SOURCE RECORDS: Begin

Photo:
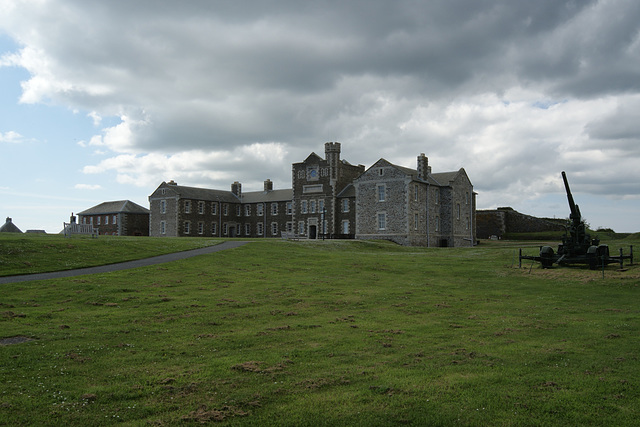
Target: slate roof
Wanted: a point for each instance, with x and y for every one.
(120, 206)
(9, 227)
(267, 196)
(206, 194)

SOURCE RECORDS: End

TASK TO CARRY OUT.
Repeat the data in full, exactly as it stands, but drop every picture.

RESPONSE TO THIS TASK.
Photo:
Target: slate roof
Wanted: a point for each instance, with x and y for every one.
(120, 206)
(9, 227)
(267, 196)
(206, 194)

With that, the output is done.